(Position annotation items)

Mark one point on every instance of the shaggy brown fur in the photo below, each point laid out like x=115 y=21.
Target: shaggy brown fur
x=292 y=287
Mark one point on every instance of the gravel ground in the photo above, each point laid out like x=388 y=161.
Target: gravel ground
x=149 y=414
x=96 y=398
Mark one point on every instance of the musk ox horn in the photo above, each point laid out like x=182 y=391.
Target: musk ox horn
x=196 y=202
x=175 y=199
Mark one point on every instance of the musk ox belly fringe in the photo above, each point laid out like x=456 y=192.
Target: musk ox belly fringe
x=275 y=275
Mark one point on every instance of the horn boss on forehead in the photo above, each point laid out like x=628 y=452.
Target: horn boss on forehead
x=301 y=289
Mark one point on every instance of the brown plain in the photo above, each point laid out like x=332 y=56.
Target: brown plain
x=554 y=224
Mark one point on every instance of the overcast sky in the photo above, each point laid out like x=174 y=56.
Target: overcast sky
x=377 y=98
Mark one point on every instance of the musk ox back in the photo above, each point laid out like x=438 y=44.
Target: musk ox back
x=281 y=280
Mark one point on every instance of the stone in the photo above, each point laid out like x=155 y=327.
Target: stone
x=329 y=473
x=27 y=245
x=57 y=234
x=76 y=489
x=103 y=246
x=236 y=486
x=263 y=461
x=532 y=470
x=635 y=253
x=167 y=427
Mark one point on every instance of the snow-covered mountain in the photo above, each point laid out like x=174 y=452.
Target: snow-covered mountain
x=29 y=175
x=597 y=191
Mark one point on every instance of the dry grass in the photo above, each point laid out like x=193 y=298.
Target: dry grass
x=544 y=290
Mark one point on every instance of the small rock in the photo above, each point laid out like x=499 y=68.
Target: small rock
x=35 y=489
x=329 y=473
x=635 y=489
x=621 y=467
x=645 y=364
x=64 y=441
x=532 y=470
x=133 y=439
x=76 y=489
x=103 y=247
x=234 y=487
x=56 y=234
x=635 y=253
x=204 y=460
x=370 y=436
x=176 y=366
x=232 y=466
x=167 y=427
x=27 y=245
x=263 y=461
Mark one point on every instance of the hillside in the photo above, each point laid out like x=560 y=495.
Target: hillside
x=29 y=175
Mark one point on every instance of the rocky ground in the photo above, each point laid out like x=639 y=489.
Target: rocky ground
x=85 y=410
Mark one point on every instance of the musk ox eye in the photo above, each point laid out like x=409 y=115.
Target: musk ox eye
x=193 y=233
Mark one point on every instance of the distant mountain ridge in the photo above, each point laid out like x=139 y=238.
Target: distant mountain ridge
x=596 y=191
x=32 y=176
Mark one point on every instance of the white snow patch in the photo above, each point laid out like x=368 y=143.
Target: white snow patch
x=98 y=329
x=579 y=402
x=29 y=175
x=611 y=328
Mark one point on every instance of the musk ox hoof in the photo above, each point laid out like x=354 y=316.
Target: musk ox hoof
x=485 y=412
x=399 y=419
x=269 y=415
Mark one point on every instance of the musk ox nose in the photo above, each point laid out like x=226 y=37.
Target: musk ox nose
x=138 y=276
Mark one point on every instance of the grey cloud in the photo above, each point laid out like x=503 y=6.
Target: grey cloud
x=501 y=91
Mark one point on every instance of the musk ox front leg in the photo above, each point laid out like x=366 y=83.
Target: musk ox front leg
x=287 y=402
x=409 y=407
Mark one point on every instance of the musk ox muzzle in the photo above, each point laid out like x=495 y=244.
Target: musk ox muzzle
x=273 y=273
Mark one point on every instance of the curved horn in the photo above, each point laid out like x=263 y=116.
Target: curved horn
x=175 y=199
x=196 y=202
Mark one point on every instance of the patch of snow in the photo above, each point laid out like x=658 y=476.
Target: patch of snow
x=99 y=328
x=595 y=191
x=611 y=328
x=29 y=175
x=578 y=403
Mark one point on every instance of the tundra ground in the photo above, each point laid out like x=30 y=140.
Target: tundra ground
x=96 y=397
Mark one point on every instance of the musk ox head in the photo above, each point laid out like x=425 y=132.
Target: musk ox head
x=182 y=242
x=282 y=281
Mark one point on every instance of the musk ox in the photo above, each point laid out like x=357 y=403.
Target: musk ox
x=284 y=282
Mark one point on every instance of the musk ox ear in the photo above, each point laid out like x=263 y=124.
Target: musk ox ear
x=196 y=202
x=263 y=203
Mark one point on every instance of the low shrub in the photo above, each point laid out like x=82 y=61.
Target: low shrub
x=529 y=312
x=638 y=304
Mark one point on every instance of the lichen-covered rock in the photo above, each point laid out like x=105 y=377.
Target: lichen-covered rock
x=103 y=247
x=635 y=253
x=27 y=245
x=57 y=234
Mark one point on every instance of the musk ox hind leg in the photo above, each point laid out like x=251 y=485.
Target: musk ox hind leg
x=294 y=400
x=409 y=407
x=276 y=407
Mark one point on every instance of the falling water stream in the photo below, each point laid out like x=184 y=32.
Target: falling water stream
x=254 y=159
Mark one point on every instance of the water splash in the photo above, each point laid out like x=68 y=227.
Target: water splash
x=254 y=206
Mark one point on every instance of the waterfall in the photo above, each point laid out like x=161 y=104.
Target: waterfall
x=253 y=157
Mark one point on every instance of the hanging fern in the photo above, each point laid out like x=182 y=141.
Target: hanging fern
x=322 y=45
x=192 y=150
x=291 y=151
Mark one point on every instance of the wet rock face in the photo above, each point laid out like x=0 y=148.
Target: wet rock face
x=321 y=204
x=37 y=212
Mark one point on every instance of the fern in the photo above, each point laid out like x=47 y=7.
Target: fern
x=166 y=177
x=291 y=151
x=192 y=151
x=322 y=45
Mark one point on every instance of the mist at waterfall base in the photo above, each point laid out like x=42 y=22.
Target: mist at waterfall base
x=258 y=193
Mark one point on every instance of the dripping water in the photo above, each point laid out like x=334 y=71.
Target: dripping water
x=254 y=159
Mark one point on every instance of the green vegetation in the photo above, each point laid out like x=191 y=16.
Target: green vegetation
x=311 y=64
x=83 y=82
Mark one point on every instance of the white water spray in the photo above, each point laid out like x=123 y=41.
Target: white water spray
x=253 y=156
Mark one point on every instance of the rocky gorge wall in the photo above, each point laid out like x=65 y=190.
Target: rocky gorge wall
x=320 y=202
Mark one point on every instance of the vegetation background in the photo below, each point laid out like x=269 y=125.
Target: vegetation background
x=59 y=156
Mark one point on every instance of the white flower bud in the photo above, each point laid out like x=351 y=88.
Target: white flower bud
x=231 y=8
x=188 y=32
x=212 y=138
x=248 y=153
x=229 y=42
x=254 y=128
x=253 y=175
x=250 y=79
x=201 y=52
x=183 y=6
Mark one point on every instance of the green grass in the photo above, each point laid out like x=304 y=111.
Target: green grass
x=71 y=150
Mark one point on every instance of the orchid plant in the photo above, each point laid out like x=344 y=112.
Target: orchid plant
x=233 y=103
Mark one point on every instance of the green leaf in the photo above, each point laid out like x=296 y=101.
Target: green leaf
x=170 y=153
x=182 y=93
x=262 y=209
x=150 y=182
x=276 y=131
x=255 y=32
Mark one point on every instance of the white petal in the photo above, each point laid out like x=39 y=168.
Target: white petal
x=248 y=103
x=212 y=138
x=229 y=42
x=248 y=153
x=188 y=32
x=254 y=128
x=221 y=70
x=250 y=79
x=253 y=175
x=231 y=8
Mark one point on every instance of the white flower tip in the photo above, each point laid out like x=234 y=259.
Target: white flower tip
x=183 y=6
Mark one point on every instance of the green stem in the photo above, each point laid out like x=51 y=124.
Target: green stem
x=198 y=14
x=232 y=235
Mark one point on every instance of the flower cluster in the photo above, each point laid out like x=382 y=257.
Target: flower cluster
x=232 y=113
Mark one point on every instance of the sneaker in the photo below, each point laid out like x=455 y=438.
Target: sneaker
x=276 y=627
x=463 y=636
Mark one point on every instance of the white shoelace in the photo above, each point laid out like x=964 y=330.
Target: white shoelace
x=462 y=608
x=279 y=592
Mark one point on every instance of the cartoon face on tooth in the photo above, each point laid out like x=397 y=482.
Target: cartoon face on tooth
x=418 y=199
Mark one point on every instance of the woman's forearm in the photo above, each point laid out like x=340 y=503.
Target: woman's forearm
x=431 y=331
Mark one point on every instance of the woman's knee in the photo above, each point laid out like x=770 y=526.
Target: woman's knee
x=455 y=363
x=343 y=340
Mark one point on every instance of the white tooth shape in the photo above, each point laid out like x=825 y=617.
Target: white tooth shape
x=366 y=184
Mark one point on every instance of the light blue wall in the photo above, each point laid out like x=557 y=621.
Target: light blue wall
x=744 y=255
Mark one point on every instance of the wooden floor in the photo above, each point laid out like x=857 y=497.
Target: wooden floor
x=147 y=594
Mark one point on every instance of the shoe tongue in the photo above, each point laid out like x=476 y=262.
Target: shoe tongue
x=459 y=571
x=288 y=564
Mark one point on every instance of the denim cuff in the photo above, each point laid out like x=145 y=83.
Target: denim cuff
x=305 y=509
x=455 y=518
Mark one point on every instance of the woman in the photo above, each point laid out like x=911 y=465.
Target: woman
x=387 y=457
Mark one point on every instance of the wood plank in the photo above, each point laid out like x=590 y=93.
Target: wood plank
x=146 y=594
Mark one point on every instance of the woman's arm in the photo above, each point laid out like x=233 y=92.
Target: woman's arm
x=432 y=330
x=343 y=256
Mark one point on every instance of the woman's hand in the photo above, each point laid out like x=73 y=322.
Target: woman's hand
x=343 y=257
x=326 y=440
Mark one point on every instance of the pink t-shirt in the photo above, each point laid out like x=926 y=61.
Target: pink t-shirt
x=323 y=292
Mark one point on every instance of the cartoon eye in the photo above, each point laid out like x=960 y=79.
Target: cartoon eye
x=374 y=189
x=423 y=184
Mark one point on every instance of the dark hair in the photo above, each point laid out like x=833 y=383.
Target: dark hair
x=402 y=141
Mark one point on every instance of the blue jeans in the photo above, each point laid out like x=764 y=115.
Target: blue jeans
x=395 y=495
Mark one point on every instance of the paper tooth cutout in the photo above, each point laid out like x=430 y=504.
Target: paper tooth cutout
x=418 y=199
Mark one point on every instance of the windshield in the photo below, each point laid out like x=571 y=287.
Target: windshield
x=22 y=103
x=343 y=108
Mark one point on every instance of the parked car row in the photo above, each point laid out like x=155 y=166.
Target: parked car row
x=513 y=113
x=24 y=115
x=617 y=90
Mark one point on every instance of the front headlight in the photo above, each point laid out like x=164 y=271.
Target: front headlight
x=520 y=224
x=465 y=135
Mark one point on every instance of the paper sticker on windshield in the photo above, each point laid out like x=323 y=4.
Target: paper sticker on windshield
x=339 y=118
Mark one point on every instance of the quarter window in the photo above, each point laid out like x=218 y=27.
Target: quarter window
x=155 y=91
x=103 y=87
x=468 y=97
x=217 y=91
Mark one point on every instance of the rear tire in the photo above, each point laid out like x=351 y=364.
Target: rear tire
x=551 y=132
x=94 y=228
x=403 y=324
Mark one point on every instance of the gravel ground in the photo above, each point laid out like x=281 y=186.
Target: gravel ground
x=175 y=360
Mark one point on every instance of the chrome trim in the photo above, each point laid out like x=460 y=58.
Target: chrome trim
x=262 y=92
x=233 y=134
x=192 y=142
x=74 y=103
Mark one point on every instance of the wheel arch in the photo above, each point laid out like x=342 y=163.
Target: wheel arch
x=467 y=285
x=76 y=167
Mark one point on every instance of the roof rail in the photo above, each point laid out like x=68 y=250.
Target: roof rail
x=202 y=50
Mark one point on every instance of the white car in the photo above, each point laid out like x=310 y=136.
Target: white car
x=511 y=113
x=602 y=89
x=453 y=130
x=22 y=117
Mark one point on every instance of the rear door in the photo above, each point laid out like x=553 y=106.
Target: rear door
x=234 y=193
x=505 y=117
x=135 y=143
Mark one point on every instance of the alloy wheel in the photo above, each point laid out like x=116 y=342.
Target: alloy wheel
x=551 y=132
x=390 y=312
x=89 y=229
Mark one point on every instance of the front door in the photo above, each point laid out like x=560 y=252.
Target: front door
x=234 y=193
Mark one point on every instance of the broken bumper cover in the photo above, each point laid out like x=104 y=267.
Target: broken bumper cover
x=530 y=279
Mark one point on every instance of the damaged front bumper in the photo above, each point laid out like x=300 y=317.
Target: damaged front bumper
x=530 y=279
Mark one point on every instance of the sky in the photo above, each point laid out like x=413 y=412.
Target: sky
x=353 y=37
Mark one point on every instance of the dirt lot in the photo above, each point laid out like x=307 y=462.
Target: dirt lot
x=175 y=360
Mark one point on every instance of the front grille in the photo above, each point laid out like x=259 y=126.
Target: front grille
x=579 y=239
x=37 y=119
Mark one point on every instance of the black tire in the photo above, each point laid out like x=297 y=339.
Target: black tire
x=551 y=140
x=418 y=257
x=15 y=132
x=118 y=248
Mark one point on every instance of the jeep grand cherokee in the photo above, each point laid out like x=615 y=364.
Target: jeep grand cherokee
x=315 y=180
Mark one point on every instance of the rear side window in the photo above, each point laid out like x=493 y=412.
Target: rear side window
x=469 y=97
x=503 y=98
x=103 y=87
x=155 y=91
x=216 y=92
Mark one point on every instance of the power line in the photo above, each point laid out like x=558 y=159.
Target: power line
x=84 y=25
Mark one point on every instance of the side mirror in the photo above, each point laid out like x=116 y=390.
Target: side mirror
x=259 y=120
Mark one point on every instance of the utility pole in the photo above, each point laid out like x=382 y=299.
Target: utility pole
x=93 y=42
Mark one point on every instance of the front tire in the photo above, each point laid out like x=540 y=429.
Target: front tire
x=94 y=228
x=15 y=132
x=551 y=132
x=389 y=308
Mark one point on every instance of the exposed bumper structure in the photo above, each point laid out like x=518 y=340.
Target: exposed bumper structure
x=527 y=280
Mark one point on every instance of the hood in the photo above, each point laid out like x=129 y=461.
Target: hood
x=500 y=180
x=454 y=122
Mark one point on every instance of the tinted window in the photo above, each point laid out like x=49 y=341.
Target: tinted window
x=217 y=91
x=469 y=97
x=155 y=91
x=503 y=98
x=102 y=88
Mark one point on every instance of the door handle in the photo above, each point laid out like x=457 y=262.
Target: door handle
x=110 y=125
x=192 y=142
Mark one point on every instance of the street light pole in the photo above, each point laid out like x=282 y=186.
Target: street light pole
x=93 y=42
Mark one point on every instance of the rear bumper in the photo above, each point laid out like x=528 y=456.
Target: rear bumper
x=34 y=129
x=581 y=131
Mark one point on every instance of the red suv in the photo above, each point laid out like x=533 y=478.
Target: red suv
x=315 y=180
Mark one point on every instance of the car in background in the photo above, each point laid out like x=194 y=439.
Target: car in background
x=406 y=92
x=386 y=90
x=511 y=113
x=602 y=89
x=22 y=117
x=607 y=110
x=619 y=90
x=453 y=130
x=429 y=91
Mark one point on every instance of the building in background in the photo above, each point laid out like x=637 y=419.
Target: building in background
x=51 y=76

Task requirements: Rewrite the stretch from the start of the items through the line that contains "x=301 y=289", substituting "muskox" for every "musk ox" and leaving everything else unchanged.

Answer to this problem:
Mark one point on every instance of the shaggy brown fur in the photo below, each point laid out like x=115 y=21.
Target: shaggy brown fur
x=292 y=287
Mark one point on every instance of the gravel ground in the photo above, each point laid out like x=388 y=161.
Target: gravel ground
x=149 y=414
x=96 y=398
Mark one point on every instance of the muskox horn in the photo above, each point laid out like x=182 y=391.
Target: muskox horn
x=196 y=202
x=175 y=199
Mark one point on every instance of the muskox belly fringe in the photo above, each point laid out like x=456 y=192.
Target: muskox belly fringe
x=275 y=275
Mark one point on every instance of the horn boss on forehead in the photo above, each point laid out like x=628 y=452.
Target: horn boss on forehead
x=301 y=289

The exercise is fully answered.